**Task statement:** Render every line of the material below as a Markdown table with the columns "Row" and "Line," numbering each row and skipping blank lines. Leave the pictures out of the answer.

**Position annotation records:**
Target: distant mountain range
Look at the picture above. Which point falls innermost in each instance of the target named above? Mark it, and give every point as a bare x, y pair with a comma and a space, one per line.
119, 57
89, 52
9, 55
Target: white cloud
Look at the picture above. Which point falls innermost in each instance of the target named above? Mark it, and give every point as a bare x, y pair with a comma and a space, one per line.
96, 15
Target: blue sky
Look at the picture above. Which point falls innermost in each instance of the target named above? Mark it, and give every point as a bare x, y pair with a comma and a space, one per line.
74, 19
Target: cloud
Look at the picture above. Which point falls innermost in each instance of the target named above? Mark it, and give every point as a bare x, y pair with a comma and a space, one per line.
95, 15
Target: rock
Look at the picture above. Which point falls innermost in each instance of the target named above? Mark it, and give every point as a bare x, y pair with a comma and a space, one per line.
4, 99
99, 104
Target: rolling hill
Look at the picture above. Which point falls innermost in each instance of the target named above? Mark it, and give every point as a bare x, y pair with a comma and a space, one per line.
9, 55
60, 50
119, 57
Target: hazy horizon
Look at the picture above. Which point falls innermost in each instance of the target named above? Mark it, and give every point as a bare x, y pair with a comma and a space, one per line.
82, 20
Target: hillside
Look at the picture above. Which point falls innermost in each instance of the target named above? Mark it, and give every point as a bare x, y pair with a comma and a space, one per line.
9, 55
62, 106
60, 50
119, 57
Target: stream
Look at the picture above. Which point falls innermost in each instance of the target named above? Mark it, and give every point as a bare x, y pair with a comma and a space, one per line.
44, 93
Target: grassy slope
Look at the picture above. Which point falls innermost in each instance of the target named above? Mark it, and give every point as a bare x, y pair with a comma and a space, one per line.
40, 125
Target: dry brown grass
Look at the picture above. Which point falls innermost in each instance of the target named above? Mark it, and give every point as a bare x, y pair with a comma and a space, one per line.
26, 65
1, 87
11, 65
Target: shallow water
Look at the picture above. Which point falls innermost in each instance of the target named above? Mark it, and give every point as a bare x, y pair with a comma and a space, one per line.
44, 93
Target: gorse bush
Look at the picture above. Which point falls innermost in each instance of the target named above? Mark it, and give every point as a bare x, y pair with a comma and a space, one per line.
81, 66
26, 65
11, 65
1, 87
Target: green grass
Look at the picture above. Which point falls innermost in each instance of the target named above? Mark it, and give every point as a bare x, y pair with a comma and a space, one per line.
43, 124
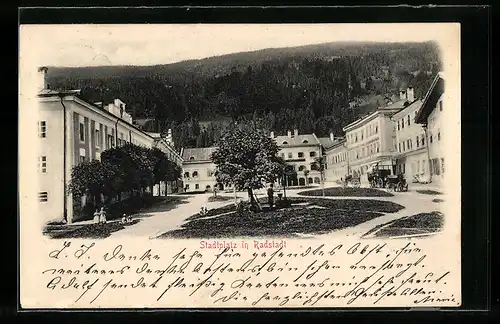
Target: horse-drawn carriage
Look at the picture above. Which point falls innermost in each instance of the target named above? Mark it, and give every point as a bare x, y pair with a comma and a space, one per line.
351, 181
378, 177
396, 183
381, 177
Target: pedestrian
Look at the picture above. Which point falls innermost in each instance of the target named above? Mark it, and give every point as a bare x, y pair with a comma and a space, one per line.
102, 219
270, 195
96, 216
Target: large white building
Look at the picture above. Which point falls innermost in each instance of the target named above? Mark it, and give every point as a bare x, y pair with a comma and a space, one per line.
300, 151
71, 131
370, 140
430, 116
335, 152
410, 144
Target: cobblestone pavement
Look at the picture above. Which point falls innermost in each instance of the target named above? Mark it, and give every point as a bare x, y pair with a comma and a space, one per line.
158, 220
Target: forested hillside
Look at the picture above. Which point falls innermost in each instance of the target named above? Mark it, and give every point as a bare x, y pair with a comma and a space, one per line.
316, 88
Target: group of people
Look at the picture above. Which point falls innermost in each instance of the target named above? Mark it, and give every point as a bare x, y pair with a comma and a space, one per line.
100, 216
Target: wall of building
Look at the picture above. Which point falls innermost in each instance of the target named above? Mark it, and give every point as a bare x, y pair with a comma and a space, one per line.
51, 147
198, 176
336, 159
410, 144
435, 141
301, 157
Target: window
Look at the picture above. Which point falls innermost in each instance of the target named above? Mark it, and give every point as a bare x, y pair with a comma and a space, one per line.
111, 141
42, 129
82, 132
43, 196
97, 138
42, 165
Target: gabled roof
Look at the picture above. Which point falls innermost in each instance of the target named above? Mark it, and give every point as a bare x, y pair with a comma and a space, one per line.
299, 140
416, 104
327, 142
429, 103
198, 154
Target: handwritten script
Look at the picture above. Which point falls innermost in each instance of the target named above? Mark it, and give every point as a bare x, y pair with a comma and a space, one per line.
297, 274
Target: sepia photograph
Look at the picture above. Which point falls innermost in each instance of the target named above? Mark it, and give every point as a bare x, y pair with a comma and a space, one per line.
240, 137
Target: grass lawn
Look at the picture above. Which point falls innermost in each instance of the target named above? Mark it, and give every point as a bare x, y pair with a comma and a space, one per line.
90, 231
221, 198
429, 192
306, 216
58, 230
424, 223
347, 192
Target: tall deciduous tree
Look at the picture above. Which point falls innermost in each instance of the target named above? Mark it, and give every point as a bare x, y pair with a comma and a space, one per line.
247, 159
319, 165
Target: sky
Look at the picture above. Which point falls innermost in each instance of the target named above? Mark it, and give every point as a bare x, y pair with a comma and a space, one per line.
146, 44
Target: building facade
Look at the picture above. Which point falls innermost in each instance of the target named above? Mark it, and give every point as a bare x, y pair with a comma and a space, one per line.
72, 131
430, 117
300, 151
336, 160
198, 170
166, 145
370, 140
410, 144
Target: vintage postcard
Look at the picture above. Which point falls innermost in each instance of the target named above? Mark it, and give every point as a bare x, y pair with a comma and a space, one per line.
239, 166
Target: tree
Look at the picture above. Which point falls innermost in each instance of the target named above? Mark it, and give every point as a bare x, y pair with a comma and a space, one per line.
319, 165
247, 159
306, 173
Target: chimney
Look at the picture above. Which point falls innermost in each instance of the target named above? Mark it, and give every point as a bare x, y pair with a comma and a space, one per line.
42, 75
410, 94
402, 95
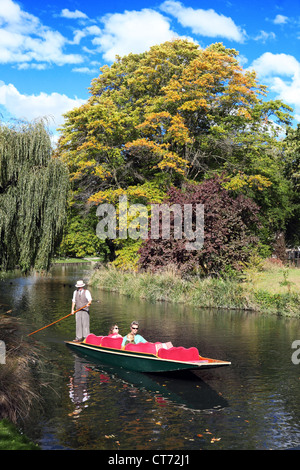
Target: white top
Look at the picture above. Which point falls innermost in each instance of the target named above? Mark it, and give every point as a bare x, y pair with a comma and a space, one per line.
87, 294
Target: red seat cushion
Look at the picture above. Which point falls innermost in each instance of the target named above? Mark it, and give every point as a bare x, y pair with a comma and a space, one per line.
93, 339
179, 354
108, 342
149, 348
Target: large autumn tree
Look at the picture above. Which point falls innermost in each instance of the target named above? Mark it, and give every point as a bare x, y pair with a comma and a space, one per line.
173, 114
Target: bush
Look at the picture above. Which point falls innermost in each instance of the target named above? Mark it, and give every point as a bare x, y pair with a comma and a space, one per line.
230, 232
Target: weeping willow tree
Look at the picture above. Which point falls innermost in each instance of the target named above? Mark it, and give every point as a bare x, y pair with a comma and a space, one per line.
33, 197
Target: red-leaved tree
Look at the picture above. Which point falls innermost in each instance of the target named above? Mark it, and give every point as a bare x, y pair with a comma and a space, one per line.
230, 232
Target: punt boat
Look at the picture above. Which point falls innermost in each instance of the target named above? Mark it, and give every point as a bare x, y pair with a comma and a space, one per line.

**Task answer:**
| Row | Line |
|---|---|
| 1 | Target: distant mountain range |
| 2 | Look at the picture above. Which point falls innermost in each instance of the target named above? Mark it, and give every point as a bare x, y pair with a comma and a space, one per line. |
| 3 | 119, 57 |
| 4 | 89, 52 |
| 5 | 9, 55 |
| 6 | Target: white cloud |
| 7 | Look at the picture above. Which point falls innermost in each instance of the target named above? Mark it, and give every point as a bare x, y pair with a comma and a space, one per line. |
| 8 | 96, 15 |
| 9 | Target: blue sky |
| 10 | Look at the picture above. Which point falls innermost in each instance of the target named above? Mark it, and give every point as a bare x, y pair with a comma and a space, one per line. |
| 11 | 74, 19 |
| 12 | Target: cloud |
| 13 | Look at the picture above. Which point falls innermost in each instance of the target named above? Mark it, and give every point as a bare x, y pair with a comma and a space, one per line. |
| 14 | 95, 15 |
| 15 | Target: rock |
| 16 | Look at the picture above. Which point falls innermost in each instance of the target named above? Mark it, and give every point as a bare x, y pair with a comma and a space, one per line. |
| 17 | 4, 99 |
| 18 | 99, 104 |
| 19 | Target: rolling hill |
| 20 | Look at the picture above. Which point falls innermost in each instance of the target named above? Mark it, and give every point as a bare x, y pair with a comma and a space, one per line. |
| 21 | 9, 55 |
| 22 | 60, 50 |
| 23 | 119, 57 |
| 24 | Target: hazy horizon |
| 25 | Look at the picture above. Which point falls innermost in each instance of the target named above? Mark it, and give every point as a bare x, y pair with a comma and a space, one per line. |
| 26 | 82, 20 |
| 27 | Target: hillside |
| 28 | Look at the picture above. Which point falls innermost in each instance of the target named above? Mark it, and give every point as a bare x, y pair with a comma and a space, one per line. |
| 29 | 9, 55 |
| 30 | 62, 106 |
| 31 | 60, 50 |
| 32 | 119, 57 |
| 33 | Target: stream |
| 34 | Look at the picture above. Which point falls innermost in each instance of the target named above? Mark it, and give every point as a bare x, y pair with a comma and a space, one per line. |
| 35 | 44, 93 |
| 36 | Target: grassy slope |
| 37 | Look at the picture above. Which point falls innermost in each instance of the target named above? Mark it, and give every point as a bare x, y pair with a comma and a space, one per line. |
| 38 | 40, 125 |
| 39 | Target: dry brown grass |
| 40 | Look at the picture above. Which point falls innermost in each instance of the target named above? Mark it, and give every point as a bare x, y pair with a comma and a space, one per line. |
| 41 | 26, 65 |
| 42 | 1, 87 |
| 43 | 11, 65 |
| 44 | Target: shallow water |
| 45 | Look at the picture above. Which point falls innermost in each instance of the target named above? Mark it, and give every point as a bare x, y pair with a comma and a space, one per line. |
| 46 | 44, 93 |
| 47 | Target: gorse bush |
| 48 | Look at the picture above. Which point falls innermost in each instance of the target named above? Mark it, and give every point as a bare x, y pair with a comma and a space, one per line. |
| 49 | 81, 66 |
| 50 | 26, 65 |
| 51 | 11, 65 |
| 52 | 1, 87 |
| 53 | Target: green grass |
| 54 | Look at the picture above. Which point falls innermost in each instance of the target named above? Mark it, and give every point as a bare x, y pair with a comma and a space, one per line. |
| 55 | 43, 124 |
| 56 | Target: horse-drawn carriage |
| 57 | Look at the picture above. Which point falls innermost in each instance of the target named above? Mark it, and give every point as a bare x, y pair with a comma and a space, one per line. |
| 58 | 351, 181 |
| 59 | 378, 177 |
| 60 | 396, 183 |
| 61 | 381, 177 |
| 62 | Target: pedestrian |
| 63 | Look at the picture above. Which point falls innermost in each instance of the target named above? Mark it, and give every point as a bare x, y pair with a comma and a space, one per line. |
| 64 | 102, 219 |
| 65 | 270, 195 |
| 66 | 96, 216 |
| 67 | Target: large white building |
| 68 | Look at the picture above. Which point falls innermost in each instance of the target named above? Mark it, and give every point as a bare x, y pair with a comma and a space, one per line. |
| 69 | 300, 151 |
| 70 | 71, 131 |
| 71 | 370, 140 |
| 72 | 430, 116 |
| 73 | 335, 152 |
| 74 | 410, 144 |
| 75 | Target: cobblestone pavement |
| 76 | Look at the picture above. Which point falls innermost in each instance of the target named above? Mark it, and give every point as a bare x, y pair with a comma and a space, one per line. |
| 77 | 158, 220 |
| 78 | Target: forested hillside |
| 79 | Look at the picture above. Which point falls innermost in each instance of the target named above? Mark it, and give every point as a bare x, y pair with a comma and a space, one per line. |
| 80 | 316, 88 |
| 81 | Target: group of people |
| 82 | Look at the picture above. Which point falls innermost in each instance of the target named above? Mark it, and give every point as a bare x, y pair with a comma and a space, one per line. |
| 83 | 100, 216 |
| 84 | Target: wall of building |
| 85 | Look at the picture above. Which point falls innermost in each instance of the target named above? Mark it, and give every point as a bare x, y pair with a comma and a space, one per line. |
| 86 | 51, 147 |
| 87 | 198, 176 |
| 88 | 336, 159 |
| 89 | 410, 144 |
| 90 | 435, 141 |
| 91 | 301, 157 |
| 92 | Target: window |
| 93 | Look at the picture above. Which point falls innermost in each instance of the target named above? Mark it, and give every point as a bare x, y pair with a comma and a space, one per line. |
| 94 | 111, 141 |
| 95 | 42, 129 |
| 96 | 82, 132 |
| 97 | 43, 196 |
| 98 | 97, 138 |
| 99 | 42, 165 |
| 100 | Target: gabled roof |
| 101 | Look at the picture above. Which point falls innermost in each instance of the target named above? Mark it, and give every point as a bare x, y pair with a comma and a space, one per line. |
| 102 | 299, 140 |
| 103 | 416, 104 |
| 104 | 327, 142 |
| 105 | 429, 103 |
| 106 | 198, 154 |
| 107 | Target: handwritten script |
| 108 | Look at the picture above. Which point falls innermost in each instance of the target named above? Mark it, and give every point as a bare x, y pair with a comma and a space, one per line. |
| 109 | 297, 274 |
| 110 | Target: sepia photograph |
| 111 | Look at the picture above. Which point falls innermost in each instance of the target named above? Mark it, and give every point as a bare x, y pair with a comma and a space, one per line. |
| 112 | 240, 137 |
| 113 | Target: grass lawn |
| 114 | Look at the picture above. Which point falls innermost in each instance of the target named above? Mark it, and give every point as a bare x, y pair with a comma and a space, one per line. |
| 115 | 90, 231 |
| 116 | 221, 198 |
| 117 | 429, 192 |
| 118 | 306, 216 |
| 119 | 58, 230 |
| 120 | 424, 223 |
| 121 | 347, 192 |
| 122 | Target: tall deciduous tree |
| 123 | Look at the picture above. Which point falls innermost in each instance of the target named above? Mark it, and give every point as a bare x, y pair with a comma and a space, one per line. |
| 124 | 247, 159 |
| 125 | 319, 165 |
| 126 | Target: sky |
| 127 | Look at the picture above. Which point falls innermost in each instance of the target named above? Mark it, and give every point as a bare x, y pair with a comma and a space, one per line. |
| 128 | 146, 44 |
| 129 | Target: building facade |
| 130 | Look at the picture above. Which point falls innermost in each instance of the target named above? Mark it, and give every point as a bare x, y pair with a comma and a space, one per line. |
| 131 | 72, 131 |
| 132 | 430, 117 |
| 133 | 300, 151 |
| 134 | 336, 160 |
| 135 | 198, 170 |
| 136 | 166, 145 |
| 137 | 370, 140 |
| 138 | 410, 144 |
| 139 | Target: vintage postcard |
| 140 | Look at the picture above. Which point falls innermost in each instance of the target named above? Mark it, and give every point as a bare x, y pair with a comma and a space, one per line. |
| 141 | 239, 166 |
| 142 | Target: tree |
| 143 | Look at the picture above. Which point falls innermost in each instance of the target named above? Mark it, and give every point as a bare x, y pair with a comma and a space, one per line. |
| 144 | 319, 165 |
| 145 | 247, 159 |
| 146 | 306, 173 |
| 147 | Target: chimney |
| 148 | Look at the picture above. Which point falls innermost in each instance of the target named above? Mark it, and give every point as a bare x, y pair with a comma and a space, one per line. |
| 149 | 42, 75 |
| 150 | 410, 94 |
| 151 | 402, 95 |
| 152 | Target: white top |
| 153 | Look at the picture above. Which point falls innermost in each instance of the target named above? Mark it, and give every point as a bare x, y pair with a comma and a space, one per line. |
| 154 | 87, 294 |
| 155 | Target: red seat cushion |
| 156 | Look at the picture above. Which point falls innermost in each instance of the target named above? Mark it, and give every point as a bare x, y pair with a comma and a space, one per line. |
| 157 | 93, 339 |
| 158 | 179, 354 |
| 159 | 108, 342 |
| 160 | 149, 348 |
| 161 | Target: large autumn tree |
| 162 | Look at the picture above. Which point falls innermost in each instance of the target named above? Mark it, and give every point as a bare x, y pair with a comma and a space, one per line. |
| 163 | 173, 114 |
| 164 | Target: bush |
| 165 | Look at the picture above. Which point falls innermost in each instance of the target named above? Mark it, and give every point as a bare x, y pair with a comma and a space, one per line. |
| 166 | 230, 232 |
| 167 | Target: weeping willow tree |
| 168 | Look at the picture above. Which point falls innermost in each instance of the target named above? Mark it, and give every point as a bare x, y pair with a comma and a space, one per line. |
| 169 | 33, 197 |
| 170 | Target: red-leaved tree |
| 171 | Look at the picture above. Which point falls innermost in each instance of the target named above? Mark it, and give every point as a bare x, y pair with a comma and a space, one per line. |
| 172 | 230, 232 |
| 173 | Target: punt boat |
| 174 | Look at the picture above. Which point falls innermost in each instance of the target named above? Mark it, and give every point as a bare x, y pair with a comma and a space, one per line. |